* _Stored data entries_
####################
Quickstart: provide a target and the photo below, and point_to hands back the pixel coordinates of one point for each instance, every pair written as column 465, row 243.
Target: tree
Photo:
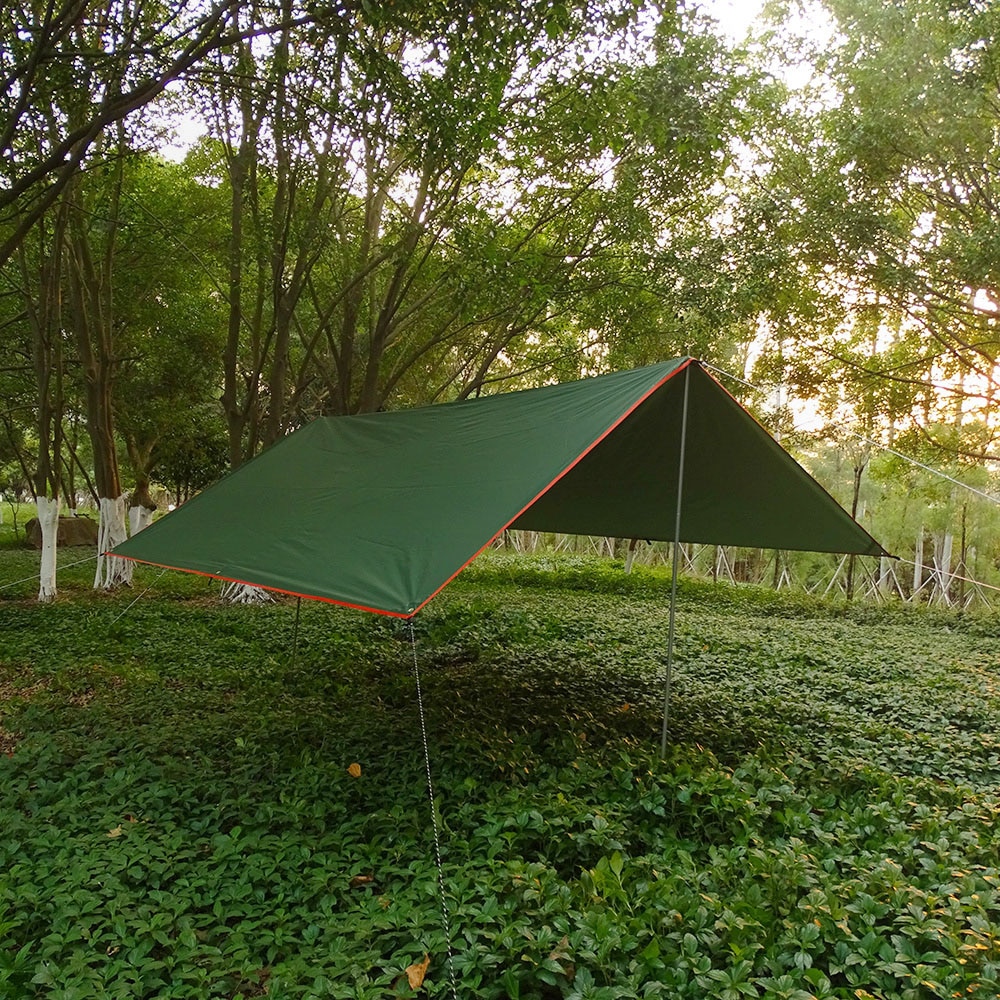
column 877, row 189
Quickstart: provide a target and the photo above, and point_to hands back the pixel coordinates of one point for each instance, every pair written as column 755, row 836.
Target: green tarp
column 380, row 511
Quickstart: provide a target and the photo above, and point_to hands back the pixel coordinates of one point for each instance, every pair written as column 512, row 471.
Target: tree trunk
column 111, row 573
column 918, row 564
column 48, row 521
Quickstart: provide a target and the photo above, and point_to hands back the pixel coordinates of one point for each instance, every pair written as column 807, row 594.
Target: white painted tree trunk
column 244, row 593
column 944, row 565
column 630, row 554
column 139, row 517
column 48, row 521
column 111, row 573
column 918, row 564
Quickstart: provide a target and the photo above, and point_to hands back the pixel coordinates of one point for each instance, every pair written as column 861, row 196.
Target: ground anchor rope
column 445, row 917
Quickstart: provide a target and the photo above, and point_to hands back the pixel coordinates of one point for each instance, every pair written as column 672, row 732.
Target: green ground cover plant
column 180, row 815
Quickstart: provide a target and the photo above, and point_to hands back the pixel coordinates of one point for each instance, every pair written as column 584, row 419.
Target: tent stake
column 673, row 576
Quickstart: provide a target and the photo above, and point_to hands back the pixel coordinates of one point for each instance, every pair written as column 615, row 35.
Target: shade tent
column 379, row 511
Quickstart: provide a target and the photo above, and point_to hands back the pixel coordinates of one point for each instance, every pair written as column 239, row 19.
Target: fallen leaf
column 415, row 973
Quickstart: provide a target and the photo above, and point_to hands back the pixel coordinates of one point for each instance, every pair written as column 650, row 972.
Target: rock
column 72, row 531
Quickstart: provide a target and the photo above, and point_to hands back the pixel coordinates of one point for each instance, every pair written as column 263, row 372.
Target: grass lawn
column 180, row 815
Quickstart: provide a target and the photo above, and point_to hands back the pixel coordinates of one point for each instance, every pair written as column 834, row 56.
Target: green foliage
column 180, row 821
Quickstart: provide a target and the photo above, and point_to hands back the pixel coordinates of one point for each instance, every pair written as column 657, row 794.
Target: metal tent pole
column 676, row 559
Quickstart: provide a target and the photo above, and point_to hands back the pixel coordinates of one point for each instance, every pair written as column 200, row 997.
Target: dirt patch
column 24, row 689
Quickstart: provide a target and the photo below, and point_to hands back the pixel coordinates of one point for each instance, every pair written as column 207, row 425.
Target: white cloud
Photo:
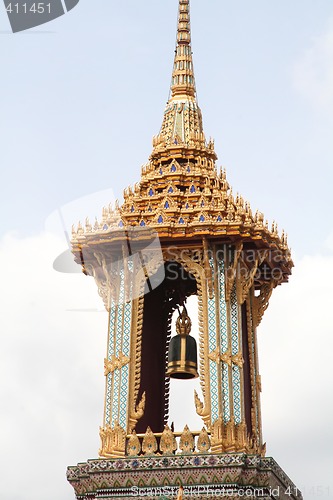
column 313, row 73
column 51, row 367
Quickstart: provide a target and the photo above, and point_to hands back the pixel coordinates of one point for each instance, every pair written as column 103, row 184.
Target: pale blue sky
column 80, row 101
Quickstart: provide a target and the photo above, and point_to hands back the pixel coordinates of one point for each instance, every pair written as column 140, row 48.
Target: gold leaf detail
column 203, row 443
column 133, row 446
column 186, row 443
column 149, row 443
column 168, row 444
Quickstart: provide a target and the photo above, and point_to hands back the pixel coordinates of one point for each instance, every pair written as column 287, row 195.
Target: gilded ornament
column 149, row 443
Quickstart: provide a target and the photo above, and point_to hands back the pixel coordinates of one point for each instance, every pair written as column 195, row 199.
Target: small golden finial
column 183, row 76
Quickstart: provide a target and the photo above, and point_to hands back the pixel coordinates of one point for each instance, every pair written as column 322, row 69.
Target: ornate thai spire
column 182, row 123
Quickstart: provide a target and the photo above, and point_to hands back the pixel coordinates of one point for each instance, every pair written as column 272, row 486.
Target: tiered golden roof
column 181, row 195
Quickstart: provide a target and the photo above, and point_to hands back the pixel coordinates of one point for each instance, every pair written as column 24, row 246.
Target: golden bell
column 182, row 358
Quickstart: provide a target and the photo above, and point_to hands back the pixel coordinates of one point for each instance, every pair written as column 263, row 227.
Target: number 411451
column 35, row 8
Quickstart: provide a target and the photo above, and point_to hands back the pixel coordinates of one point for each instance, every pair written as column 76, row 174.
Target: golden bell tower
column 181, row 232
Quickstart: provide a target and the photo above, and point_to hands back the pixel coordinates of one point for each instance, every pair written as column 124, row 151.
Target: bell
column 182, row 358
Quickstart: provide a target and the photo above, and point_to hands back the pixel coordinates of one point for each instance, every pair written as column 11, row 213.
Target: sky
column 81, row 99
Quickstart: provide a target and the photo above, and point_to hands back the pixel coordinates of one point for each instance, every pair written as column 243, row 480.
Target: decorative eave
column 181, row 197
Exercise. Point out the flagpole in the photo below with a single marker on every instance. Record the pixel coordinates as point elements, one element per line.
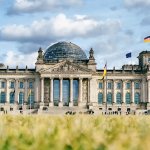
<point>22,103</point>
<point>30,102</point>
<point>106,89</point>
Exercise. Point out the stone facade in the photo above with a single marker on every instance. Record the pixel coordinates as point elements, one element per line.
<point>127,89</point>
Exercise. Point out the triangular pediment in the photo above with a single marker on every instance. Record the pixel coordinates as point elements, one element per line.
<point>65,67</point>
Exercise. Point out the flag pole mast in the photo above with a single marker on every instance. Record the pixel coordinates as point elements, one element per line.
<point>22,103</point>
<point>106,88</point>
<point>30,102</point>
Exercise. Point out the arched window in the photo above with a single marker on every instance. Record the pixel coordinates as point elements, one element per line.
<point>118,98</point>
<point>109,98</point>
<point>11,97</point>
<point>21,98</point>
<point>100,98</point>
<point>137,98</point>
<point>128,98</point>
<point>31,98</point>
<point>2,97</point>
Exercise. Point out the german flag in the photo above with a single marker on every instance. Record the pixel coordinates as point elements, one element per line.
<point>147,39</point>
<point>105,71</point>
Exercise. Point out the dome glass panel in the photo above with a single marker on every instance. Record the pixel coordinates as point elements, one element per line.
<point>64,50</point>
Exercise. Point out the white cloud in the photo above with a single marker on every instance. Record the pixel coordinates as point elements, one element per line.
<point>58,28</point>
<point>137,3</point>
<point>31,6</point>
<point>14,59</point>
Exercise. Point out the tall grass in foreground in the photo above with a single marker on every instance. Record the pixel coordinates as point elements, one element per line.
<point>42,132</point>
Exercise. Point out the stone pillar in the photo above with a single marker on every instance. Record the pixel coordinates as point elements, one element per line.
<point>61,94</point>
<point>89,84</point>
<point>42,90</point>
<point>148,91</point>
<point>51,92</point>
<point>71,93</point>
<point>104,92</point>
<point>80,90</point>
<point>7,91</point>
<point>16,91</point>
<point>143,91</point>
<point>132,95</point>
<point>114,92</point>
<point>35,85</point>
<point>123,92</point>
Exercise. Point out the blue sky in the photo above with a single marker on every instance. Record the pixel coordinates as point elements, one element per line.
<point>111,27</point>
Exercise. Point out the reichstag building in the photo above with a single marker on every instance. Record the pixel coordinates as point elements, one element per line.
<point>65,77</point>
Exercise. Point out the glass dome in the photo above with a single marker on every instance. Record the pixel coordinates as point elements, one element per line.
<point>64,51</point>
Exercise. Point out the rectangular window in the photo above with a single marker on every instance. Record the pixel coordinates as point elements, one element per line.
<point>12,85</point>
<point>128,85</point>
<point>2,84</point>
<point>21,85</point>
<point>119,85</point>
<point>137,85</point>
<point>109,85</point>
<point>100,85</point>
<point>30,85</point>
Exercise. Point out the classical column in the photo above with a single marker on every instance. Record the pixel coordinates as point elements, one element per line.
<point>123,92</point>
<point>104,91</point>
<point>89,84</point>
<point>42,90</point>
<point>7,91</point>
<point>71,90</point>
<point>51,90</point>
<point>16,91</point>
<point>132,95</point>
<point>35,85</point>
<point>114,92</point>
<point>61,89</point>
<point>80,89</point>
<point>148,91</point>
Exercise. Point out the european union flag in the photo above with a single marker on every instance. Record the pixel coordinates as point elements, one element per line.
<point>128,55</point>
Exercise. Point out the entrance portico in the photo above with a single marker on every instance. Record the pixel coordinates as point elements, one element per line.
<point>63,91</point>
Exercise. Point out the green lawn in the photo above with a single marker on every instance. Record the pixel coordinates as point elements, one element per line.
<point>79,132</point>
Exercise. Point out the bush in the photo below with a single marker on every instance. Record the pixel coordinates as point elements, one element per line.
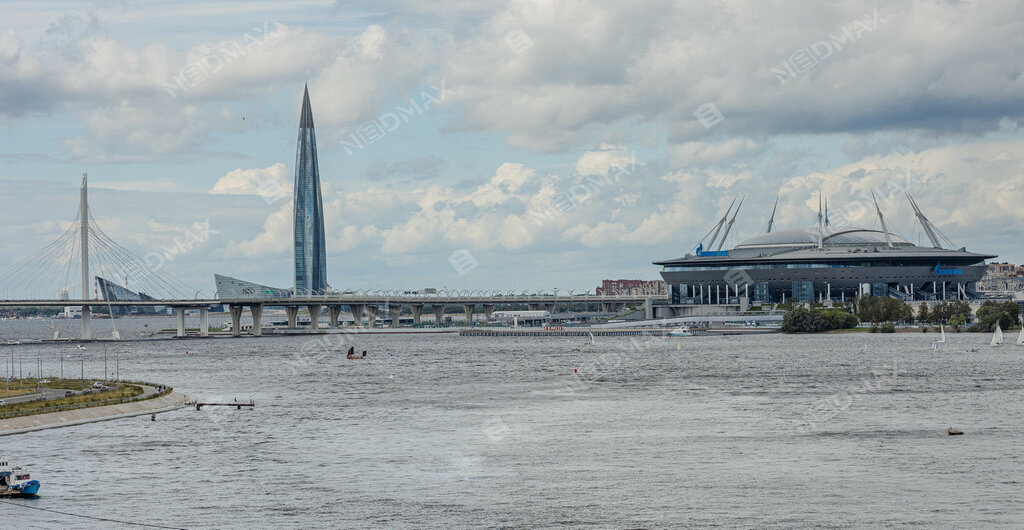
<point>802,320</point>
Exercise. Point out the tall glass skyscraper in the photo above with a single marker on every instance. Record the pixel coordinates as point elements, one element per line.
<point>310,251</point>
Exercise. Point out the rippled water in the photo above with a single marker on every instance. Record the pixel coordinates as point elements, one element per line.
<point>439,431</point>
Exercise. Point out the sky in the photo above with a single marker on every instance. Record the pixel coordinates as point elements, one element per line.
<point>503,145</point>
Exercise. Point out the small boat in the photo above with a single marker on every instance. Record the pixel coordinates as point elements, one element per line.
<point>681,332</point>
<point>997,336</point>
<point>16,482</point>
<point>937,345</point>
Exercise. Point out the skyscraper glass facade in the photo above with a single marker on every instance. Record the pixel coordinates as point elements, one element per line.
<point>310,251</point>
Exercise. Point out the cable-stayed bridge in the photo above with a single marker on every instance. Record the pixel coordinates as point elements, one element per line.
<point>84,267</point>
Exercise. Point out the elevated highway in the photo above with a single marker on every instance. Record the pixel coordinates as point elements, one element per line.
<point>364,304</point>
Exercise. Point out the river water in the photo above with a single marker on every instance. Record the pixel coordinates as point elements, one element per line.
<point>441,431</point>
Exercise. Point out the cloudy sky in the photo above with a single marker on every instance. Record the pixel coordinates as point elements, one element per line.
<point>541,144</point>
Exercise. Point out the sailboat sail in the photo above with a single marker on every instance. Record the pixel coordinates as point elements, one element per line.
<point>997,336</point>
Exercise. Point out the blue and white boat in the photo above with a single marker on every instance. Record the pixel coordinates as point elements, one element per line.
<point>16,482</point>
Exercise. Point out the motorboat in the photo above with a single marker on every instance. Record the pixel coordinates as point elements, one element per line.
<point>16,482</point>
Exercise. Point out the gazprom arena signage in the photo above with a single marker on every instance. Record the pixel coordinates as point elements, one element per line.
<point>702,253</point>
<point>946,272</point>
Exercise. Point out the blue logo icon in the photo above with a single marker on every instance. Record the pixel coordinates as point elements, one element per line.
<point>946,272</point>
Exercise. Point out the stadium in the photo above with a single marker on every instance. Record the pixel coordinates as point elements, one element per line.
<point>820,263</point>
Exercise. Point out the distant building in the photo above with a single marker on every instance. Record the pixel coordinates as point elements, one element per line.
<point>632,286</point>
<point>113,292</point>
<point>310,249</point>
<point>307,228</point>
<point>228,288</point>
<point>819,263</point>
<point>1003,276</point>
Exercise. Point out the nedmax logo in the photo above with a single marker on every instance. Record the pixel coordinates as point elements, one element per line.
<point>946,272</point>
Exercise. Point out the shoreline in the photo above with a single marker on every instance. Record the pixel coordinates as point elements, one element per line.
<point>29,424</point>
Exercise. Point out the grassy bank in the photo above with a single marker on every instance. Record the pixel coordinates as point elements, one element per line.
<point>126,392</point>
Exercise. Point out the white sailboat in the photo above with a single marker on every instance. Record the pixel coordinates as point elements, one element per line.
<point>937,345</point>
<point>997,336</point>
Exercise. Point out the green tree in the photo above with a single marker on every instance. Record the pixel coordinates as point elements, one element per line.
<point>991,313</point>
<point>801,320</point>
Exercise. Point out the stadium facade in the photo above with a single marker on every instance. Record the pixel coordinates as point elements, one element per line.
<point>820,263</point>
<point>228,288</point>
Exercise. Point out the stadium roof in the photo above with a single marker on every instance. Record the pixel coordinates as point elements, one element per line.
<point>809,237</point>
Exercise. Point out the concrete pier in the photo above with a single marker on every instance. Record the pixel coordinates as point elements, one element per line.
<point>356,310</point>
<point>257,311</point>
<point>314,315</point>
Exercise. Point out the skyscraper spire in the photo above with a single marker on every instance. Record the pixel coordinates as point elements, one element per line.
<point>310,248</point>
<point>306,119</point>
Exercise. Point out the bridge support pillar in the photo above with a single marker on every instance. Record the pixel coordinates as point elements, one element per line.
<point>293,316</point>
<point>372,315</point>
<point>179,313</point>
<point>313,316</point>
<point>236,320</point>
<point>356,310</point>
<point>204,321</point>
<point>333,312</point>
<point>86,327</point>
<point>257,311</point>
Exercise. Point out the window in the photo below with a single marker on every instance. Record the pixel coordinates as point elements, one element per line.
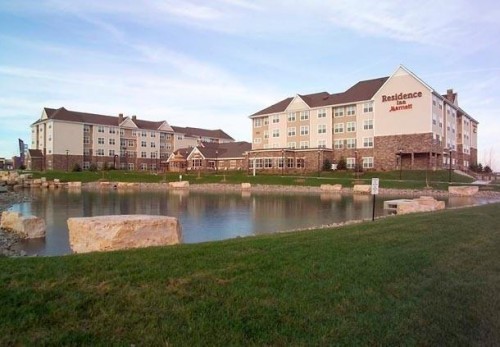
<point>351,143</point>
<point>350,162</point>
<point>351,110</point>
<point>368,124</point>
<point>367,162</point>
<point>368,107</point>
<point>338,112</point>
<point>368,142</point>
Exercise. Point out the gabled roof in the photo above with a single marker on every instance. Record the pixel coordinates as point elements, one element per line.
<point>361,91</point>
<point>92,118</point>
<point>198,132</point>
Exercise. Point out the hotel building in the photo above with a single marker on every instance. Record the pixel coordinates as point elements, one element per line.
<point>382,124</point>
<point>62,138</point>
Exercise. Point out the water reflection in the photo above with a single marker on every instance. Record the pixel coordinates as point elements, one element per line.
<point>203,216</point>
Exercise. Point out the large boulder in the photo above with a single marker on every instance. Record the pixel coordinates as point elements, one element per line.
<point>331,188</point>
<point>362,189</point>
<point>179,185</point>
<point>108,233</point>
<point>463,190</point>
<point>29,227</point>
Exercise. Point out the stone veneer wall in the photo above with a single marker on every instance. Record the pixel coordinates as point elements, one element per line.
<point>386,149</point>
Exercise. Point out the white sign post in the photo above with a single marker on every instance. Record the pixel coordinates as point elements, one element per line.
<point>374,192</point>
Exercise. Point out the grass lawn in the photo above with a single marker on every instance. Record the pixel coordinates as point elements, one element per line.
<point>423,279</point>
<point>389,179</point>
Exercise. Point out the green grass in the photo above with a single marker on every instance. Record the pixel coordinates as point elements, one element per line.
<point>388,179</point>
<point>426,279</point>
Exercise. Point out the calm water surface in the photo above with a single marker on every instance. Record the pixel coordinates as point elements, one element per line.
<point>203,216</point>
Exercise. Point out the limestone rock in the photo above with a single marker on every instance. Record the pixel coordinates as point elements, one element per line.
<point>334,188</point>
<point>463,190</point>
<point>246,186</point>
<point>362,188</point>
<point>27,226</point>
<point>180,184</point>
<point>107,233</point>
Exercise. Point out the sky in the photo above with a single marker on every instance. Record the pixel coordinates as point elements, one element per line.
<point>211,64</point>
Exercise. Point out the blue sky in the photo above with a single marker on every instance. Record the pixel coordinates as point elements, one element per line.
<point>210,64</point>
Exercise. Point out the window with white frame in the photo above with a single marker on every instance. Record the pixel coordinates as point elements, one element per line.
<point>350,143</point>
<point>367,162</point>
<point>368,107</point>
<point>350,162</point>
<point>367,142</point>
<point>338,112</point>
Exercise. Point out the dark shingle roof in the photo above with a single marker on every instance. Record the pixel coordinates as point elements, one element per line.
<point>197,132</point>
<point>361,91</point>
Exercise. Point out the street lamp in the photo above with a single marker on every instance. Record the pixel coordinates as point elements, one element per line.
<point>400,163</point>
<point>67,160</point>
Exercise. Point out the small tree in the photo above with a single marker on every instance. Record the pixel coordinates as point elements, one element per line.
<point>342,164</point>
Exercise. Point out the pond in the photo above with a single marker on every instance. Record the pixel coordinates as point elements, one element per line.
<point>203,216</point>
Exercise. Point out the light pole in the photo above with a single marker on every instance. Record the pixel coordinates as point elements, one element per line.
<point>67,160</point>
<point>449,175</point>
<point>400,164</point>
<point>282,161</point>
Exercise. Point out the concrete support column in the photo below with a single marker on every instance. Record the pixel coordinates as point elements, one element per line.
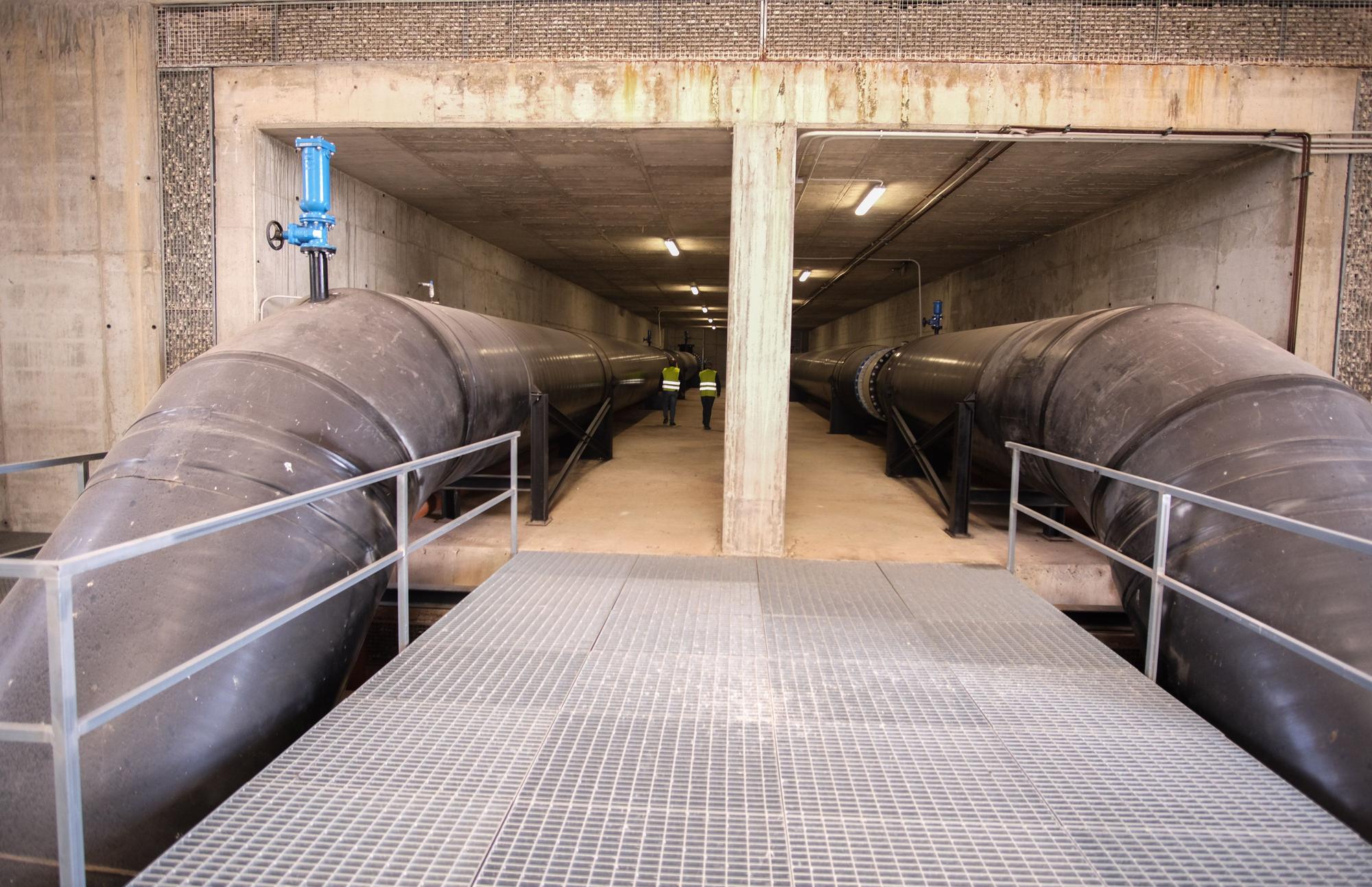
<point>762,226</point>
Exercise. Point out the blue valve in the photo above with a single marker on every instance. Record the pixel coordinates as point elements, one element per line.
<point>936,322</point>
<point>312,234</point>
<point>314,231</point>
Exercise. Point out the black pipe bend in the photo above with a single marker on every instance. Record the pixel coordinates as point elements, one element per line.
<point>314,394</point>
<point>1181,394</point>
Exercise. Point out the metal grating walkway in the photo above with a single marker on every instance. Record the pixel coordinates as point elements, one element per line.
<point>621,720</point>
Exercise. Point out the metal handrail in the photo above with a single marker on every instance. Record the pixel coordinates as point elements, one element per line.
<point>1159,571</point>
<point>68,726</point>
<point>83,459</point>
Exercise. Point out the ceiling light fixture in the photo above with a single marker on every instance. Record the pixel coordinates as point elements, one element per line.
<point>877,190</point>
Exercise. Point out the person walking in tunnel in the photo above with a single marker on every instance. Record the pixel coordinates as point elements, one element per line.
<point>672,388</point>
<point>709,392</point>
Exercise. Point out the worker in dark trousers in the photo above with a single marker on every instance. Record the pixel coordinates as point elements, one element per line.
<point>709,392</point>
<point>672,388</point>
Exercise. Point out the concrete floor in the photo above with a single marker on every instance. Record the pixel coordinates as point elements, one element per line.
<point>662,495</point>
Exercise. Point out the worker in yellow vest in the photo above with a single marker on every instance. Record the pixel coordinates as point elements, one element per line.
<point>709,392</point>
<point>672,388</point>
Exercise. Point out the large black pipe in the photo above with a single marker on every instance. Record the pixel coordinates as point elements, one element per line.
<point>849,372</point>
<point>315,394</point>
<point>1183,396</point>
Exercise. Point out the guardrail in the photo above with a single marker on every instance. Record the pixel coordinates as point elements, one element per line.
####################
* _EXERCISE DIRECTIONS_
Without the pictures, write out the lines from the beginning of the entries through the line with "650, row 972.".

* _FINAL ANSWER_
Quickstart: provide a target and the photo below, and point_to hands back the pixel coordinates of one point for each instance, every pair written as column 465, row 243.
Target: tree
Photo:
column 877, row 189
Quickstart: provide a target and the photo above, and point_to hands back the pixel coordinates of one point for each instance, every pair written as column 755, row 836.
Target: green tarp
column 380, row 511
Quickstart: provide a target and the photo above, and point_to hands back the pixel coordinates of one point for each instance, every pair written as column 512, row 471.
Target: tree trunk
column 111, row 573
column 918, row 564
column 48, row 521
Quickstart: provide a target and the photo above, and point_to hands back the pixel coordinates of one point for each instance, every pair written as column 807, row 594.
Target: white painted tree trunk
column 244, row 593
column 944, row 565
column 630, row 554
column 139, row 517
column 48, row 521
column 111, row 573
column 918, row 564
Quickstart: provide a target and the photo above, and point_to hands back the pixel coordinates of one point for each instance, every pair written as column 861, row 196.
Target: ground anchor rope
column 445, row 917
Quickstart: provide a target and the photo above, and point_to hands back the pixel coordinates of one point for each instance, every pair written as column 672, row 732.
Target: green ground cover plant
column 180, row 815
Quickstart: provide a target and the photo above, and point_to hands back the pixel coordinates of one point for each instance, every pair written as column 584, row 419.
Target: tent stake
column 673, row 576
Quickstart: provide a target and the photo above, and point_to hands back the pixel coordinates of one point for each instance, every pair written as column 615, row 35.
Target: shade tent
column 379, row 511
Quickstart: provide a target and the photo above, and point_to hands back the pixel coordinates of one point for each instance, every pair written as column 239, row 19.
Target: fallen leaf
column 415, row 973
Quickstart: provide a target and the photo above, and point_to hands back the pixel coordinates of one point for each instance, every pair written as column 650, row 972.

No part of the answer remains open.